▸ Documento:
==*==

Después de que una mujer caiga desplomada tras recibir la noticia de la muerte de su hijo, el lienzo abstracto que cuelga de la pared atrae la atención de la cámara con la fuerza de un agujero negro. Pero el objetivo cambia de dirección y revela la presencia del padre del difunto a la izquierda del plano, paralizado en el pasillo, en esa suerte de limbo que atrapa a quien acaba de recibir un mazazo. Así empieza Foxtrot, segundo largometraje del israelí Samuel Maoz que, en Lebanon (2009), supo destilar el infierno claustrofóbico de sus propios recuerdos traumáticos en el interior de un tanque durante la guerra del Líbano. Aquí, el cineasta propone un relato en tres partes, cuyo gusto por el claroscuro, la ambigüedad y el cuestionamiento de una identidad cultural sitúa en una longitud de onda cercana a la de Policía en Israel (2011) de Nadav Lapid y cuyo tercer acto parece canalizar una poética afín a la del turco Nuri Bilge Ceylan. Película extremadamente formalista, donde las huellas de autoría amenazan con empañar el sentido, Foxtrot se vive como sucesión (imprudente) de saltos de alto riesgo, que acaba sedimentándose en discurso complejo sobre la tenue línea que separa la salvación de la condena, el duelo de un agridulce alivio, la vida de la muerte.

FOXTROT

Dirección: Samuel Maoz.

Intérpretes: Lior Ashkenazi, Sarah Adler, Yonaton Shiray, Shirah Haas.

Género: drama. Israel, 2017.

Duración: 108 minutos.

==*==

Nombra a todos los intérpretes que figuran en la reseña de Foxtrot.

▸ Filas:

==*==

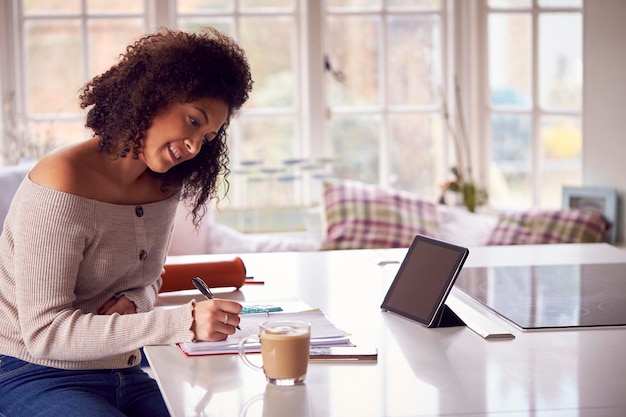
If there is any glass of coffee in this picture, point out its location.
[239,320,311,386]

==*==

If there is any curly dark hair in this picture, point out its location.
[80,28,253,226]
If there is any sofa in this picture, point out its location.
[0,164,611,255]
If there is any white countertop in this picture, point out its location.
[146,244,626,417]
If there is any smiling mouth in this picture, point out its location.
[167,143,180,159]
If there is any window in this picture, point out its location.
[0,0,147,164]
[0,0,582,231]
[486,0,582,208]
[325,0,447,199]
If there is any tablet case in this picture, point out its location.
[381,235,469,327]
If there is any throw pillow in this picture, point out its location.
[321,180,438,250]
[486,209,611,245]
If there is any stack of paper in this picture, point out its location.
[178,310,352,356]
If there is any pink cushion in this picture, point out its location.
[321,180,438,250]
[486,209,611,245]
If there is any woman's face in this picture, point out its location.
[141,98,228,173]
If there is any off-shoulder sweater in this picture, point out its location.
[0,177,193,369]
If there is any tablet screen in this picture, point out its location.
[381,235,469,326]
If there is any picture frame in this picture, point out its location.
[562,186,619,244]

==*==

▸ Resultado:
Lior Ashkenazi, Sarah Adler, Yonaton Shiray y Shirah Haas.